• What this task involves: Pictures are to be left out; otherwise, copy exactly the lines from the line containing "of the rooftop" through the end of the data.

• Records:
******************************

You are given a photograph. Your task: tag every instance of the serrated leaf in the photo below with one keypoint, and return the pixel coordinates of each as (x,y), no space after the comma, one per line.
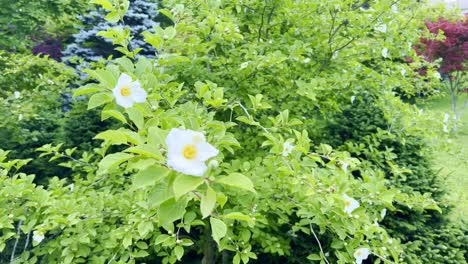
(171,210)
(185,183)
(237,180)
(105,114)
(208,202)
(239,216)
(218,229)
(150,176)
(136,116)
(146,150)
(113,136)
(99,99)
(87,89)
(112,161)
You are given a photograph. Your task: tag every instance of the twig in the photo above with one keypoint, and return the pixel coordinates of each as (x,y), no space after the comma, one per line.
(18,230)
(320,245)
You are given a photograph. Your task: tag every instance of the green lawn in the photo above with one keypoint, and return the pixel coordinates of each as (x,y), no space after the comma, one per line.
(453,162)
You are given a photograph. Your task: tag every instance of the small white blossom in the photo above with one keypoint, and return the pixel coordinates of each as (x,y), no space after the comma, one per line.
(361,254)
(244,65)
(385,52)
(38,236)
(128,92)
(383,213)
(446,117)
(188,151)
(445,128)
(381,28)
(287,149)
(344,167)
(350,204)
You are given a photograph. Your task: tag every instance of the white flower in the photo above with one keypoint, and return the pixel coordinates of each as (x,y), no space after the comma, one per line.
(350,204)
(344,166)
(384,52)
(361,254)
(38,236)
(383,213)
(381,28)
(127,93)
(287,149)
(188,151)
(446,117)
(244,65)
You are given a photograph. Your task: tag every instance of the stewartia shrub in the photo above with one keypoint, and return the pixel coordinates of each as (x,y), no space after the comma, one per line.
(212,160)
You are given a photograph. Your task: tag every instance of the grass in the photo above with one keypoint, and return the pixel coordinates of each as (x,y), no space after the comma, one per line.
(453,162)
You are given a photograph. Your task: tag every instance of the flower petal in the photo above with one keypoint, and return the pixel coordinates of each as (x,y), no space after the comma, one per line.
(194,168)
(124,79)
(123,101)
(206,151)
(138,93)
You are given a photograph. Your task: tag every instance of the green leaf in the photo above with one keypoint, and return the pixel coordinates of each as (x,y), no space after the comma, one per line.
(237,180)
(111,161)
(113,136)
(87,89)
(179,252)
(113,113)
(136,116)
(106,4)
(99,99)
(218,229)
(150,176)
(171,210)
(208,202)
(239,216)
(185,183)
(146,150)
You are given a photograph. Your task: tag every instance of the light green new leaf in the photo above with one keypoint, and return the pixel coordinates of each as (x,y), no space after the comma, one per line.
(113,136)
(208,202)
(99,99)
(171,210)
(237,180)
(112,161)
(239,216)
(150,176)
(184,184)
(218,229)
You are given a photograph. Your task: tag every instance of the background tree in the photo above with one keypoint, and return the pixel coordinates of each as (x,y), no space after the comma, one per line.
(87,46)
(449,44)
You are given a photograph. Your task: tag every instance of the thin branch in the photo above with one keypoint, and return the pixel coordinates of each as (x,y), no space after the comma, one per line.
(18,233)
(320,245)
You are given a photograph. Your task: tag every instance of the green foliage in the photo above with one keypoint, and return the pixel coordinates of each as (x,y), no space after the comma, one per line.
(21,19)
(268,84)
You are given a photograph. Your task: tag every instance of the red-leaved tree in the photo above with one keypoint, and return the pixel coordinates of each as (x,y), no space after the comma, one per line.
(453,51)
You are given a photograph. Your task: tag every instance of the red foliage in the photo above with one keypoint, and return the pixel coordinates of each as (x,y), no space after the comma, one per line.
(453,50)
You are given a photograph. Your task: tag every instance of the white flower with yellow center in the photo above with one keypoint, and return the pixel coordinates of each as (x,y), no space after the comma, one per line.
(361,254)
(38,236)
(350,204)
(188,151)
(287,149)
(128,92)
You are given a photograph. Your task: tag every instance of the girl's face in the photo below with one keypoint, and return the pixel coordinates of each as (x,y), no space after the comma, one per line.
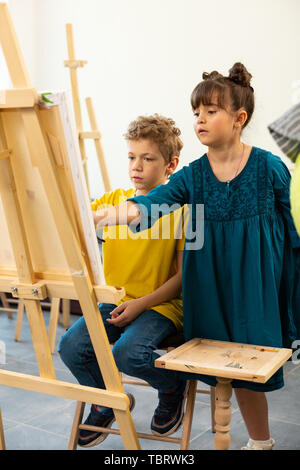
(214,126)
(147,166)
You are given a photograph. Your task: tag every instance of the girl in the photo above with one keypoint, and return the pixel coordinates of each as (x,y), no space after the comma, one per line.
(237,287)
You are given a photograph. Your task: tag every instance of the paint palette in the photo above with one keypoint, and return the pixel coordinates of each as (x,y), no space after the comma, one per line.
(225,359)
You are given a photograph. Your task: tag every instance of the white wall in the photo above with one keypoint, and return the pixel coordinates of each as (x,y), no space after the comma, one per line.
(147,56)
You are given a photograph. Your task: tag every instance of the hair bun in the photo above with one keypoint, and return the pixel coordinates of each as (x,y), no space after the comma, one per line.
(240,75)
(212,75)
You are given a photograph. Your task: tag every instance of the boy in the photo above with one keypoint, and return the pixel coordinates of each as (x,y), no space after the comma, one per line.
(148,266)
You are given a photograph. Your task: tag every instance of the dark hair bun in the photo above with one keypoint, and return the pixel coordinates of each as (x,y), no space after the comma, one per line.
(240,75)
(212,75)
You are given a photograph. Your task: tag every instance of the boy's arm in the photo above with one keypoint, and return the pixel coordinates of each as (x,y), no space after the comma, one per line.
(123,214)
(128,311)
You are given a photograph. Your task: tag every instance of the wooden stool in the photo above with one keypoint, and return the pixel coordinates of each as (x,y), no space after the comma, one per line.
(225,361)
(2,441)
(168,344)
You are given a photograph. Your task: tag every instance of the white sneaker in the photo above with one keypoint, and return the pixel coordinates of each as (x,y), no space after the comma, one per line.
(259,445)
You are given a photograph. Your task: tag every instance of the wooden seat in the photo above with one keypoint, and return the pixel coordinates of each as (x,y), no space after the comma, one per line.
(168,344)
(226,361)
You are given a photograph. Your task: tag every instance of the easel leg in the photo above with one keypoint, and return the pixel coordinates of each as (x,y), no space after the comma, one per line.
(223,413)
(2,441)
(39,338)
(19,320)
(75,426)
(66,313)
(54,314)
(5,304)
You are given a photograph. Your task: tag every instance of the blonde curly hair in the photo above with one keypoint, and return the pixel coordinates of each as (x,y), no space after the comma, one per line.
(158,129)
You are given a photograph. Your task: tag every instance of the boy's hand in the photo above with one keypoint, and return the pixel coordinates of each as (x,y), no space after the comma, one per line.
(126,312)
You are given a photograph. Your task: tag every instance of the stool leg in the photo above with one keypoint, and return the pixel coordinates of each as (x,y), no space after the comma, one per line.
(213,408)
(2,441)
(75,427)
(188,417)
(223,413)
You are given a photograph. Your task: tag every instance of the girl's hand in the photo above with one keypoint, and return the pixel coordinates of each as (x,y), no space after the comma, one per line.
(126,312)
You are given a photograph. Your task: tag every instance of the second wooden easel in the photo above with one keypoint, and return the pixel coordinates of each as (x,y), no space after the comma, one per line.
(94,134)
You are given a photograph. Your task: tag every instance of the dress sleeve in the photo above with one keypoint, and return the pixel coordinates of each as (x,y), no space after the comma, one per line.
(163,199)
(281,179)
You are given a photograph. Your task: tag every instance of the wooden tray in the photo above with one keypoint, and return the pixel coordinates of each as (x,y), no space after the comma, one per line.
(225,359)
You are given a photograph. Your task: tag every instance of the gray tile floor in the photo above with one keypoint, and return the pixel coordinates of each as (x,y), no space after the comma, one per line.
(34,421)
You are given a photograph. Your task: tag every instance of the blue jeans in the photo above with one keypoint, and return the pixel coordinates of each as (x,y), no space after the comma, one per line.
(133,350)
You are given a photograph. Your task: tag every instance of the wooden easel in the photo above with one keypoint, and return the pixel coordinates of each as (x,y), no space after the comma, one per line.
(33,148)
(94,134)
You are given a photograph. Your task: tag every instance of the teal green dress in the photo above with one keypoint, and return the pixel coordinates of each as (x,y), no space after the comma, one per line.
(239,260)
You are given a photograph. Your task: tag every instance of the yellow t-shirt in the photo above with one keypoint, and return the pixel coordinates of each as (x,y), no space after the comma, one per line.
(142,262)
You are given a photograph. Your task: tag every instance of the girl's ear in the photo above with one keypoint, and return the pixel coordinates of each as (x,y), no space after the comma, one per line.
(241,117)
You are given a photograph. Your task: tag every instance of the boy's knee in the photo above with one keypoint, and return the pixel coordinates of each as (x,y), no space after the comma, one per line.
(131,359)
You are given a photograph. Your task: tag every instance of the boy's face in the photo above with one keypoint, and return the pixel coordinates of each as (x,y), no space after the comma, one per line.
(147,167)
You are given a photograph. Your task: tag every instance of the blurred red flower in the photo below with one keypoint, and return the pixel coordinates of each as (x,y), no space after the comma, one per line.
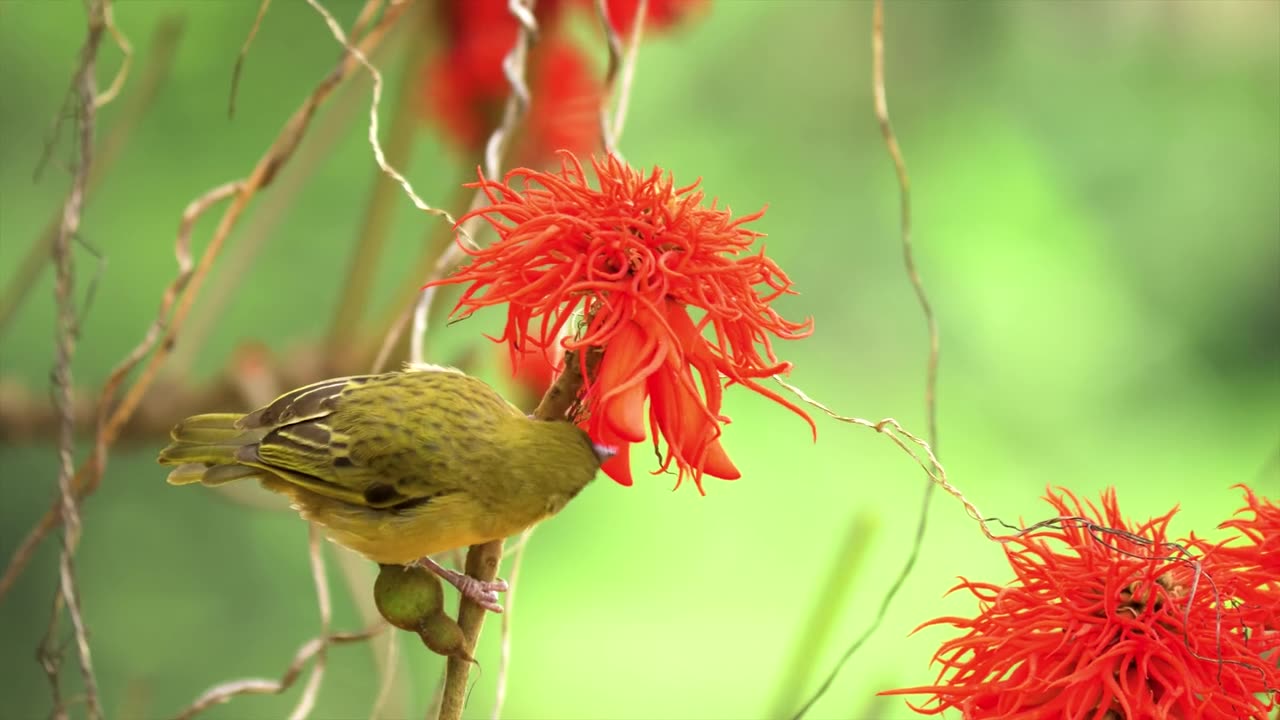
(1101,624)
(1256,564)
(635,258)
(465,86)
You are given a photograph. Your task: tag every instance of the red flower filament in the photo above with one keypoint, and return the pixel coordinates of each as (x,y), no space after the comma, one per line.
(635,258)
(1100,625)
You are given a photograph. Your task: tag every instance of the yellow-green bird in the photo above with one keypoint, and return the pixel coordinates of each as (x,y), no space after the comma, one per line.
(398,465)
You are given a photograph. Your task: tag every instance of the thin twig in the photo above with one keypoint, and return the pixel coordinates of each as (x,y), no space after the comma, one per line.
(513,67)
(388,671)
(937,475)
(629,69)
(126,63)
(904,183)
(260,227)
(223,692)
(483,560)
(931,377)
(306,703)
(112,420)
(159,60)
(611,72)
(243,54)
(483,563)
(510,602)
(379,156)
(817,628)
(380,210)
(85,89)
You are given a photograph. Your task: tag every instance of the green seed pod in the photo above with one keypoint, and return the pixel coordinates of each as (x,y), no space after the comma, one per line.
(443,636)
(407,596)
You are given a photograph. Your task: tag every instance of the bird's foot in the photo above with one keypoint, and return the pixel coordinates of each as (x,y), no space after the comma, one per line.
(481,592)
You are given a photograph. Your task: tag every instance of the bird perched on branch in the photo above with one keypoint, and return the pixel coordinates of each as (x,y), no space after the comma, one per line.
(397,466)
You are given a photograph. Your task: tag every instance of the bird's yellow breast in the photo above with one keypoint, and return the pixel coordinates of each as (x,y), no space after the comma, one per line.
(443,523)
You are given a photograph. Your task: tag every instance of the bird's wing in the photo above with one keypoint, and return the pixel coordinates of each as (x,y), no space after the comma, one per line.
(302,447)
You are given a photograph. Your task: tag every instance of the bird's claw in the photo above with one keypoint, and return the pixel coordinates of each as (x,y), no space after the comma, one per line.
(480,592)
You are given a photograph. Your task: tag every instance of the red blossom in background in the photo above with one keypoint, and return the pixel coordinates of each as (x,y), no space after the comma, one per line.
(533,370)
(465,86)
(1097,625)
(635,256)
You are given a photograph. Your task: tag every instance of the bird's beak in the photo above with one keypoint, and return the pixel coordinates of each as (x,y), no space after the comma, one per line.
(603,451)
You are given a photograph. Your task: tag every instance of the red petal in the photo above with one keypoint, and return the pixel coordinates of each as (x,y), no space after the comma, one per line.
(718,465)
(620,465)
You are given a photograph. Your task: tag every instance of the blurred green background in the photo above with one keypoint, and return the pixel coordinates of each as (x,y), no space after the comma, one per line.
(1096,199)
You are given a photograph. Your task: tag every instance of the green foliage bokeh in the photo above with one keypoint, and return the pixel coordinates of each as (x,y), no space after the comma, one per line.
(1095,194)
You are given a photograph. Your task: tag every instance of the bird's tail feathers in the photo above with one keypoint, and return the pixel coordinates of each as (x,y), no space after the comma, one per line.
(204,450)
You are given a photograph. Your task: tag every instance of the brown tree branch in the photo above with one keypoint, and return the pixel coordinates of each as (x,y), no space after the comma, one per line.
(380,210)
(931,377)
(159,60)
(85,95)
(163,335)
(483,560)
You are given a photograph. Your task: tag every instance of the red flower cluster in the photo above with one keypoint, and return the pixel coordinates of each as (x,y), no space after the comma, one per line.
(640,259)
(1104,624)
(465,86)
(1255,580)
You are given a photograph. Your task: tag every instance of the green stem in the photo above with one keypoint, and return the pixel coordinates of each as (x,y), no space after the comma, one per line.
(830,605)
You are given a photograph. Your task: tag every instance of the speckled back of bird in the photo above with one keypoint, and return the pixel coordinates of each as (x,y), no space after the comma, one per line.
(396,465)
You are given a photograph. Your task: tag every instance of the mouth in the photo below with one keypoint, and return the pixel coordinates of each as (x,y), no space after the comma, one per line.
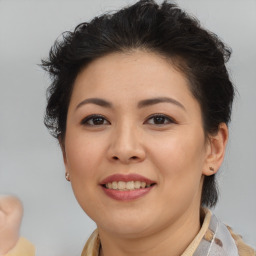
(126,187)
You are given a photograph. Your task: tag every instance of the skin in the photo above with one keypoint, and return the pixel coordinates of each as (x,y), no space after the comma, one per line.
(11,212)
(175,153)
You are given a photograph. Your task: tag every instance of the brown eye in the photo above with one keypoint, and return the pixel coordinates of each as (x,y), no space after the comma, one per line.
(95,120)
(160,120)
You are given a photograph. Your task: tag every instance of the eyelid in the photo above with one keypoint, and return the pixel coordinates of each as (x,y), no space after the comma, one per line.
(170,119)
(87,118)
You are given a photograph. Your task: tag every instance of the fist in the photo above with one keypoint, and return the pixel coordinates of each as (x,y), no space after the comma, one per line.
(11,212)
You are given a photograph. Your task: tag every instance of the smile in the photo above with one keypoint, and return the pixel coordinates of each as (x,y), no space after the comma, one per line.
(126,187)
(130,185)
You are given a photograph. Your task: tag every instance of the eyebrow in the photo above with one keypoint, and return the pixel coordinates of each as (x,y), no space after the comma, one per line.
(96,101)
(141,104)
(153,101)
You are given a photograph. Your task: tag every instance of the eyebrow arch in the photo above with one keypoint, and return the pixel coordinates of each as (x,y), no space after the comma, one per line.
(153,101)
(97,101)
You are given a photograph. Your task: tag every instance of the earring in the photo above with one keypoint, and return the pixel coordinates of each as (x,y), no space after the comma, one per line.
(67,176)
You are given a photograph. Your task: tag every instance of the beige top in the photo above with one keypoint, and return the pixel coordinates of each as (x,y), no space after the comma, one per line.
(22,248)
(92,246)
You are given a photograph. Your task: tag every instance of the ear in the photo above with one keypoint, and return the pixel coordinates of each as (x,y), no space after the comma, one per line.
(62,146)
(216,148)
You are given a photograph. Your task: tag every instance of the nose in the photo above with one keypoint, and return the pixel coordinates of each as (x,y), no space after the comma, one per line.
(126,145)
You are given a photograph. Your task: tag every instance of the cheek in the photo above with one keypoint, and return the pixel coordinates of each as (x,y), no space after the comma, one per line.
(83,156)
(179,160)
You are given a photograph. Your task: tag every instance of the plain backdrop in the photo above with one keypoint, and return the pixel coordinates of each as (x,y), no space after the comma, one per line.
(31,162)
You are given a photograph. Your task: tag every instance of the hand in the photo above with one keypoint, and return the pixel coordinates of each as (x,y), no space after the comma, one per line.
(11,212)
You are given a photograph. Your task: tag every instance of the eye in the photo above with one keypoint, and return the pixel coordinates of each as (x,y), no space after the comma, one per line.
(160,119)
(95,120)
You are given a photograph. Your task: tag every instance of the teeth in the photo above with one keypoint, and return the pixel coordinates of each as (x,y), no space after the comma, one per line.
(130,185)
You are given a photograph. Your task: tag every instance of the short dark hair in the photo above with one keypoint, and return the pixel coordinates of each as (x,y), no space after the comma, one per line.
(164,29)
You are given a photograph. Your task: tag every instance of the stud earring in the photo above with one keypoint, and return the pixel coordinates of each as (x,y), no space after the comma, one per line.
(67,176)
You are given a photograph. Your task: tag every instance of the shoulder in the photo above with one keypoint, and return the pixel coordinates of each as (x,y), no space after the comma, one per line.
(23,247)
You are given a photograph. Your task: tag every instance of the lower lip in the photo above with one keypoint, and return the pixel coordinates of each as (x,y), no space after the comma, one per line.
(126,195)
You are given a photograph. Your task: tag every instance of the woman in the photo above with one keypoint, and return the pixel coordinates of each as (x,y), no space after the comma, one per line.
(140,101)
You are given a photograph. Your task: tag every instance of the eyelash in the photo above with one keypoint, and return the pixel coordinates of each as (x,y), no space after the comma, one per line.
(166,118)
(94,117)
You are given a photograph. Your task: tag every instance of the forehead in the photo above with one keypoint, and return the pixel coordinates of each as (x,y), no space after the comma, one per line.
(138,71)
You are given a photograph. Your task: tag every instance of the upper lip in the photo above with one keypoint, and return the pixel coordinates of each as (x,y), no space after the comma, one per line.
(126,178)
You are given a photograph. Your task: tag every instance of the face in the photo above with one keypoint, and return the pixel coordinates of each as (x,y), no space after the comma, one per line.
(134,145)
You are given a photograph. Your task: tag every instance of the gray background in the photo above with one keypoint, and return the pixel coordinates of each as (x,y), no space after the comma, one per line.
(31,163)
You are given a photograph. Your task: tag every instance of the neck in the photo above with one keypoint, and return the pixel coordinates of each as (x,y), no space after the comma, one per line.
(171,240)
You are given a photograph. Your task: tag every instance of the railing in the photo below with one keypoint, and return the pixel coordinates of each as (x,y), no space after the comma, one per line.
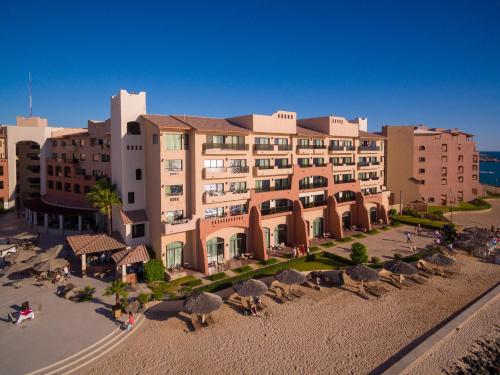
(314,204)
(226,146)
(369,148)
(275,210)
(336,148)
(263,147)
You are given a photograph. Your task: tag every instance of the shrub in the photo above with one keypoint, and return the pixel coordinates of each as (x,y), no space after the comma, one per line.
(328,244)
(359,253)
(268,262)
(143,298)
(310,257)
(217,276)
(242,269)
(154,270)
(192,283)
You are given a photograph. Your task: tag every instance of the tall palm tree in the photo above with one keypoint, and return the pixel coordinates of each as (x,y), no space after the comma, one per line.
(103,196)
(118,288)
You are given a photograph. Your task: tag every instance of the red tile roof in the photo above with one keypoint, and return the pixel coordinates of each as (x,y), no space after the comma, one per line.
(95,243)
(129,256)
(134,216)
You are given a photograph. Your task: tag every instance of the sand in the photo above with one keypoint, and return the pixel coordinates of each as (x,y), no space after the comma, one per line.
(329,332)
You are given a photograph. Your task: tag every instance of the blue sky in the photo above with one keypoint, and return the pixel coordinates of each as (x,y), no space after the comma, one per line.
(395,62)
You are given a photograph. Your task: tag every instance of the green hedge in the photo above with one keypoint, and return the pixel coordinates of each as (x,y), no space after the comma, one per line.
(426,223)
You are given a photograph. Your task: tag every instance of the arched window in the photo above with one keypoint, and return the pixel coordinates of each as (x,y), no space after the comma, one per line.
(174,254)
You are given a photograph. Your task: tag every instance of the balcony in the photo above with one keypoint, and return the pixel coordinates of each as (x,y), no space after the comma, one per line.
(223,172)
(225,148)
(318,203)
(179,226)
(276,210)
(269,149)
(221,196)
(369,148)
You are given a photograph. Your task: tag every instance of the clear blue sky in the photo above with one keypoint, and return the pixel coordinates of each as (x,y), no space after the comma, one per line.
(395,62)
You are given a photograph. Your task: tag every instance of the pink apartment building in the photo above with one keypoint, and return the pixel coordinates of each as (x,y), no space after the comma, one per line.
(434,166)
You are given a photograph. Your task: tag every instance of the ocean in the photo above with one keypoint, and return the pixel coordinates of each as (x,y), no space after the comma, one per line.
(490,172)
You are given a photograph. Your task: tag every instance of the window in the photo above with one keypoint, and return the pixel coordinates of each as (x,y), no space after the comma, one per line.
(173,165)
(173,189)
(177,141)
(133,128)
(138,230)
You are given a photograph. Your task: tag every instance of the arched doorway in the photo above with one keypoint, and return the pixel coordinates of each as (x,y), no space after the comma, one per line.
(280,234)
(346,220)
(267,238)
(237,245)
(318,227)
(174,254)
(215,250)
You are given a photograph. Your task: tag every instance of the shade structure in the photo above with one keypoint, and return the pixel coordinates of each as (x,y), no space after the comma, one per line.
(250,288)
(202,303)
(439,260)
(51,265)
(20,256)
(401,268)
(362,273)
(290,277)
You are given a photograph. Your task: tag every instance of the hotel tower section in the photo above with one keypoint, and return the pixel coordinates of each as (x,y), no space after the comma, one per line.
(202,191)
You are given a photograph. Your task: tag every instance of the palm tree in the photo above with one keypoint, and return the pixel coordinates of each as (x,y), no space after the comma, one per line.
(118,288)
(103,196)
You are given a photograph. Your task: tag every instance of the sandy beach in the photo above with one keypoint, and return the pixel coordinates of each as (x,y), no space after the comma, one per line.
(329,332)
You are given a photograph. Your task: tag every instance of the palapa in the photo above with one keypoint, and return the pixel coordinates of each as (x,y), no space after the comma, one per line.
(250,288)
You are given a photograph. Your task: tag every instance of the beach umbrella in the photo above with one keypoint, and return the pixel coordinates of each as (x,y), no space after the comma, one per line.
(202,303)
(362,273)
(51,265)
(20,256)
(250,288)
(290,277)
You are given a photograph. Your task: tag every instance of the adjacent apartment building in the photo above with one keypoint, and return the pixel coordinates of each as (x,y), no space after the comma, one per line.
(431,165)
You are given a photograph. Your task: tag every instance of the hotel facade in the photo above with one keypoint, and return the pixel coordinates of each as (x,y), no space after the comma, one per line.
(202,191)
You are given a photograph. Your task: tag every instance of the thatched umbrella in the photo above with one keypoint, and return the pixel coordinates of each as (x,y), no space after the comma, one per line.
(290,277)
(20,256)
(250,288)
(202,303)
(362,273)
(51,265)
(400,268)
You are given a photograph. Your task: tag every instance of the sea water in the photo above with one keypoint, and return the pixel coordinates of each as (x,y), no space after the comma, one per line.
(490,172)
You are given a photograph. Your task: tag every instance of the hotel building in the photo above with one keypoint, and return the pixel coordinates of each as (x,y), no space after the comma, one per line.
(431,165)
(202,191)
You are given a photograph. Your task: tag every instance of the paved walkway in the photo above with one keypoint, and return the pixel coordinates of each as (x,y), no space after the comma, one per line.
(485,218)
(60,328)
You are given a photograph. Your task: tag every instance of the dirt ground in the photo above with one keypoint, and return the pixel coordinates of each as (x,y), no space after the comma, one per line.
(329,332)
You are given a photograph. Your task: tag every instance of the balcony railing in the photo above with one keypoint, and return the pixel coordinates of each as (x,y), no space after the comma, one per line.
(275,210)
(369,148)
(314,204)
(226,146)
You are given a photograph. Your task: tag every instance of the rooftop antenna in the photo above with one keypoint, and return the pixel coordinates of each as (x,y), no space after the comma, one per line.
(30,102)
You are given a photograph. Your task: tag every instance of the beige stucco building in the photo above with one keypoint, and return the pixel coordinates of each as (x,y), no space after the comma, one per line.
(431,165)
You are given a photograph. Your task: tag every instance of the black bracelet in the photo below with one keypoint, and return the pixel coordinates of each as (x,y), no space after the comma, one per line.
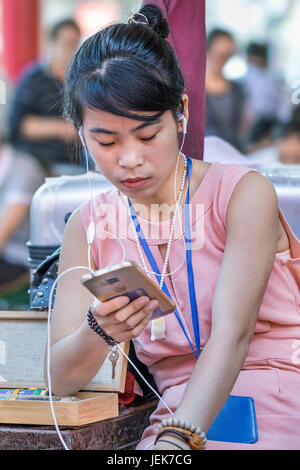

******************************

• Final result:
You are given a photograph. Your task: tag every instance of the rooftop antenna in the photo above with one keypoint, and return the pixel coordinates of each as (x,y), no space after the comma, one per line.
(30,102)
You are given a photograph. Your task: tag every instance of the beige stucco building in the photo above with one keypoint, and return the pixel coordinates of each as (x,y), no space after the comma, one per line.
(431,165)
You are given a photograph. Your task: tag every instance of the black bracelet in the photo below with one keypoint, and return the pixel coordinates of each as (x,y), no space after the comma, one per line.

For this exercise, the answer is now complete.